List every line below containing "water".

- **RAW DATA**:
========================
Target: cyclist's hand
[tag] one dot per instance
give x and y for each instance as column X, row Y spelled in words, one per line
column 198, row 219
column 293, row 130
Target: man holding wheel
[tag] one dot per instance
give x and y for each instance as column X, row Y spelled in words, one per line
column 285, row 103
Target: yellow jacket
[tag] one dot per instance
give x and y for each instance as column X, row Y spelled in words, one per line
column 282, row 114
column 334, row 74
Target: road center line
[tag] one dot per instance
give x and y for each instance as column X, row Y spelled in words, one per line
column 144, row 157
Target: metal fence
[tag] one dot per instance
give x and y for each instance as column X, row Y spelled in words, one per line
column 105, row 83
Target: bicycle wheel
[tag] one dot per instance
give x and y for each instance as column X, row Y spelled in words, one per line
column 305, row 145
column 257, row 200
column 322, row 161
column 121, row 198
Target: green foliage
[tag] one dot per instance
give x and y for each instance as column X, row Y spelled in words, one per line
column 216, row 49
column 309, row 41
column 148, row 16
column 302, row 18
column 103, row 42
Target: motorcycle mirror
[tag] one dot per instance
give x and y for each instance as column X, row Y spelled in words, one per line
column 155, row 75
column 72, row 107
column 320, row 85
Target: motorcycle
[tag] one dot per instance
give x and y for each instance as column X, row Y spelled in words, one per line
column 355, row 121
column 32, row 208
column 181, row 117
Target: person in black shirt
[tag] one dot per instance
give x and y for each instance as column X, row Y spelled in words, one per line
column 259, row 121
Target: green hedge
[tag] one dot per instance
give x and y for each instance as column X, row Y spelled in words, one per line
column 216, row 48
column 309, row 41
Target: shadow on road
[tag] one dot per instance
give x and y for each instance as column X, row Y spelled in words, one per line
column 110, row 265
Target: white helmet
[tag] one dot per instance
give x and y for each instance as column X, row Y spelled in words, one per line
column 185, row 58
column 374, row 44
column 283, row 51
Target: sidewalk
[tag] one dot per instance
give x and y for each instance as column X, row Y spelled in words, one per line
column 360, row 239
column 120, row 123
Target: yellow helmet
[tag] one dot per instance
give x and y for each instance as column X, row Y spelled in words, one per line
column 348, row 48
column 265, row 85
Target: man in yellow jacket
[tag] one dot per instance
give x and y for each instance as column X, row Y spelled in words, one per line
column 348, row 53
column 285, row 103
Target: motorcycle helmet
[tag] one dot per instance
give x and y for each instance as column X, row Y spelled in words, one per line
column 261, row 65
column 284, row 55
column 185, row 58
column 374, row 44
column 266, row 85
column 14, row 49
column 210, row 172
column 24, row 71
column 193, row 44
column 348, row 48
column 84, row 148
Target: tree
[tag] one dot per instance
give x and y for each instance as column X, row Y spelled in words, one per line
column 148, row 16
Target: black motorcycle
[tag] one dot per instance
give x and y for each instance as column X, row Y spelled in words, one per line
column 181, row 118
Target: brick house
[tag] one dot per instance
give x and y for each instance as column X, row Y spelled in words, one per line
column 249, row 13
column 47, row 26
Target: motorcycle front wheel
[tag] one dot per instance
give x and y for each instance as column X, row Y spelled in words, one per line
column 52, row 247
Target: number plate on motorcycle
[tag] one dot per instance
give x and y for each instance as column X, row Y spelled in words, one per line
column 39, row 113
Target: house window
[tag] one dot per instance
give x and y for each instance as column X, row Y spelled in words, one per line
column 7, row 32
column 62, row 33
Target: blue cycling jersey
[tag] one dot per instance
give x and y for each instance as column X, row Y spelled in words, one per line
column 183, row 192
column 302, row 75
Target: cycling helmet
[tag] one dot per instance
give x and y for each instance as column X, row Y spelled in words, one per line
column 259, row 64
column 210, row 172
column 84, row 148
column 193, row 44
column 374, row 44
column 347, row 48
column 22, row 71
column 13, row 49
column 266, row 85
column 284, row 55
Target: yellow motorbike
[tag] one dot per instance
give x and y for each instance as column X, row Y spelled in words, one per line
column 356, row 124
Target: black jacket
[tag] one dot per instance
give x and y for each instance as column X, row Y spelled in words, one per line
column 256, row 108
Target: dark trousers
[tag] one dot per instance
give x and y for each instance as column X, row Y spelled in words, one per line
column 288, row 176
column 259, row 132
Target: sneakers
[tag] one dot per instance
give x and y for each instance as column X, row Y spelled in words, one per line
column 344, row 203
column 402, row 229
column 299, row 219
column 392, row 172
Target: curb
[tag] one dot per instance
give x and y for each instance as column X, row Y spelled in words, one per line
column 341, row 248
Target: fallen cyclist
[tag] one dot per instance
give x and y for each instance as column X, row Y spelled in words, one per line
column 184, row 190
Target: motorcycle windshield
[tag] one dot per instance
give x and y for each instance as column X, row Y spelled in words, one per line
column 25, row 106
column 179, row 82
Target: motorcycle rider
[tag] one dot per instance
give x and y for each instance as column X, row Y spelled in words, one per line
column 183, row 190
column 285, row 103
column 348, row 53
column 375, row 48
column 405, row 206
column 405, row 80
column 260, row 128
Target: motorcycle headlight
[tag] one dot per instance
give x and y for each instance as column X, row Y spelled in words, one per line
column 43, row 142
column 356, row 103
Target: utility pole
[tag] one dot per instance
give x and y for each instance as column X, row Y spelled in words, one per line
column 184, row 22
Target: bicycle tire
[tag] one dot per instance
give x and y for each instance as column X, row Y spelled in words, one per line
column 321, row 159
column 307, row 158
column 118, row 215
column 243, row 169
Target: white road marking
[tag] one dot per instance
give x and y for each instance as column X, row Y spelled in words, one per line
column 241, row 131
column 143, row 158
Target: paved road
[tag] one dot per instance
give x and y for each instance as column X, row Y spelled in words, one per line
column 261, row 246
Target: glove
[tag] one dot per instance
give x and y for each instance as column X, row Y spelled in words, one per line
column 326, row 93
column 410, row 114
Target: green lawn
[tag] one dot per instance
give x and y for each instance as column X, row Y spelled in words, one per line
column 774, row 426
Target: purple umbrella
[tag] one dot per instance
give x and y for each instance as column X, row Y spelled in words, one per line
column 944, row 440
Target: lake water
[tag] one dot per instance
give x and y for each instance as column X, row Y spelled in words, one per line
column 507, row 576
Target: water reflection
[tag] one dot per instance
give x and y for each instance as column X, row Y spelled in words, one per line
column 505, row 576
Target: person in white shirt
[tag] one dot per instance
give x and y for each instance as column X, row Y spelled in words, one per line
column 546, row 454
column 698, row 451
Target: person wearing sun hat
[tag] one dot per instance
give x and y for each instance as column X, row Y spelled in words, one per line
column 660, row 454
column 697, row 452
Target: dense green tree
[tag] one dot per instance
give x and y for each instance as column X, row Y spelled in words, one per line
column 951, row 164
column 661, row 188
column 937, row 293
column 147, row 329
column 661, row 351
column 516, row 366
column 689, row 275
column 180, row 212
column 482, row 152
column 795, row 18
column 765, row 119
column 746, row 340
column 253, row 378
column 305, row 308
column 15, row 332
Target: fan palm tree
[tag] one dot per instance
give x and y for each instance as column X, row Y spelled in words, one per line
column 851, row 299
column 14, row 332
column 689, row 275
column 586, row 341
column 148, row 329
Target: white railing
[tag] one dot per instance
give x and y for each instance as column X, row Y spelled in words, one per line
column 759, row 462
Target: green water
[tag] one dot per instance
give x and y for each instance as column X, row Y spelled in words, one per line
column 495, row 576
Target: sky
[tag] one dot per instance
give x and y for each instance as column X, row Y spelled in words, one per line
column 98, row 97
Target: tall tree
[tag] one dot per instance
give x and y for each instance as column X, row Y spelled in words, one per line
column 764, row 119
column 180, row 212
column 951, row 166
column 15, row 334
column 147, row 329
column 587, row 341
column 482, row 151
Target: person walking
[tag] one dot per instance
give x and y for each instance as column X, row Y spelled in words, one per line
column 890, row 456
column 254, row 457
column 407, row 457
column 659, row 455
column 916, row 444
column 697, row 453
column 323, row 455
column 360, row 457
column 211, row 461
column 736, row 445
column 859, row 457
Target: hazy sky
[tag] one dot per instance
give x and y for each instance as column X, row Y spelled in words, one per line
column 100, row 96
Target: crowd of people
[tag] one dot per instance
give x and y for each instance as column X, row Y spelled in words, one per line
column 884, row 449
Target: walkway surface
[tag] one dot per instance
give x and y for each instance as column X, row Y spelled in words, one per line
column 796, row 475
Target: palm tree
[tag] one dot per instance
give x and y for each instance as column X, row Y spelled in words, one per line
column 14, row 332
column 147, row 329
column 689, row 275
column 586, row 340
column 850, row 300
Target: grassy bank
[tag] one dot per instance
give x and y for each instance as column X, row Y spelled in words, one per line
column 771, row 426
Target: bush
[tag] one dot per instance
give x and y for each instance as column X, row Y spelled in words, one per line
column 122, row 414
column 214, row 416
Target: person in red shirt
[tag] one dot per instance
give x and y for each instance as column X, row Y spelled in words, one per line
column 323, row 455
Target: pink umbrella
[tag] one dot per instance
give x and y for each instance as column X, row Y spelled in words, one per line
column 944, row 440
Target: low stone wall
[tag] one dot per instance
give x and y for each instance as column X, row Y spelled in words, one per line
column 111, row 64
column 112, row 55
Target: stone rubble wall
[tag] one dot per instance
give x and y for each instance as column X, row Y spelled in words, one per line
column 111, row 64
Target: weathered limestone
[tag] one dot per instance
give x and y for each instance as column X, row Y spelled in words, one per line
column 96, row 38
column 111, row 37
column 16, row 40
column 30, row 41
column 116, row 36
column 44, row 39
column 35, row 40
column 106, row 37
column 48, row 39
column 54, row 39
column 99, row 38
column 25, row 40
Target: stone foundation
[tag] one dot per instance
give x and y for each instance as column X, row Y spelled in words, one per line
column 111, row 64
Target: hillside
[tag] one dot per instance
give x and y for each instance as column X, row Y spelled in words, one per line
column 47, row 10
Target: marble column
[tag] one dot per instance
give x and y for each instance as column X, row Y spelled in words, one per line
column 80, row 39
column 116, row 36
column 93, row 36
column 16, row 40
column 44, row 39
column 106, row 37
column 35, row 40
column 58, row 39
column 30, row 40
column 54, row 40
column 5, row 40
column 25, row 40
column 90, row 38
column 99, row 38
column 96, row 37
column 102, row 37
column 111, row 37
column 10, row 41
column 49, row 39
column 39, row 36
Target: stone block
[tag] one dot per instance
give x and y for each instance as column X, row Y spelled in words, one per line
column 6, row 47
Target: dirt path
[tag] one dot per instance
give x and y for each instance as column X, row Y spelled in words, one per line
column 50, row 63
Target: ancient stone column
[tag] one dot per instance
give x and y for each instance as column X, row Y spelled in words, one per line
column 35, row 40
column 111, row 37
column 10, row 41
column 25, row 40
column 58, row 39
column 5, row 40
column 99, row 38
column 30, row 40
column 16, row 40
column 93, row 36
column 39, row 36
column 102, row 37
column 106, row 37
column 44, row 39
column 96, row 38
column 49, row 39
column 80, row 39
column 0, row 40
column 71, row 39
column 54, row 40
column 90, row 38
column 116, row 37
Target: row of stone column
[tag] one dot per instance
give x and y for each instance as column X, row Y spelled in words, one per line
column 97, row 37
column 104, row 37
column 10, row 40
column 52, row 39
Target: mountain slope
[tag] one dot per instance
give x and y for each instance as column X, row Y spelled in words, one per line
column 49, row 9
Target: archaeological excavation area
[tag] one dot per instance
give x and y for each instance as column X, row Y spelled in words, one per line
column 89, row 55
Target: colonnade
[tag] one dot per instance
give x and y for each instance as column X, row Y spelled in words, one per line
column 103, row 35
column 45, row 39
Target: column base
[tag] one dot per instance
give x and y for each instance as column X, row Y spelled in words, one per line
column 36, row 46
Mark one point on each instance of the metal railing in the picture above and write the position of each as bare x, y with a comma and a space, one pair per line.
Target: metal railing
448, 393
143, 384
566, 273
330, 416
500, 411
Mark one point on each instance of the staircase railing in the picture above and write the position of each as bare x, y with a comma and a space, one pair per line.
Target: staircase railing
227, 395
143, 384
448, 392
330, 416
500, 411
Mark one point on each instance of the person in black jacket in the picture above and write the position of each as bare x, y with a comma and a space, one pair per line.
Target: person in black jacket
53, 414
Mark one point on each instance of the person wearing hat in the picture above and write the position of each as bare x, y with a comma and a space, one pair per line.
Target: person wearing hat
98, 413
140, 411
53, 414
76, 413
========================
- **TASK RESPONSE**:
Target: lake water
Target: water reflection
Target: green water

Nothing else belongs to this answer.